What you have to do: Copy out every line in the data below that contains the word "instance". Case matters, so only count matches with the same capital and small letters.

Material to process:
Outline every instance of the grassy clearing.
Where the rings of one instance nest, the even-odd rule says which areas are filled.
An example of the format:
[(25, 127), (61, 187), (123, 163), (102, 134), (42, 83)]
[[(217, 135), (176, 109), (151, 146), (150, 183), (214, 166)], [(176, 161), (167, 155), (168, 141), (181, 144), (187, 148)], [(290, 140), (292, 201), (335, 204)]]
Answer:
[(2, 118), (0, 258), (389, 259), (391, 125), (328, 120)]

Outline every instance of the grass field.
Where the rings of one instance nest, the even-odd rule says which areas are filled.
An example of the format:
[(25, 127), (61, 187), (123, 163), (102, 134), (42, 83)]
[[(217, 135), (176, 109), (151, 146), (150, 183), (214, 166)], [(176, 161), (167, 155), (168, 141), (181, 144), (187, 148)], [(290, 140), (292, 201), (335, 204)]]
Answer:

Exercise solution:
Outline every instance of the grassy clearing.
Where the rings of one instance nest, the even-odd rule says which areas are filled.
Outline every instance of the grass field.
Where the rings of one instance nest, the even-odd rule says which areas are filled.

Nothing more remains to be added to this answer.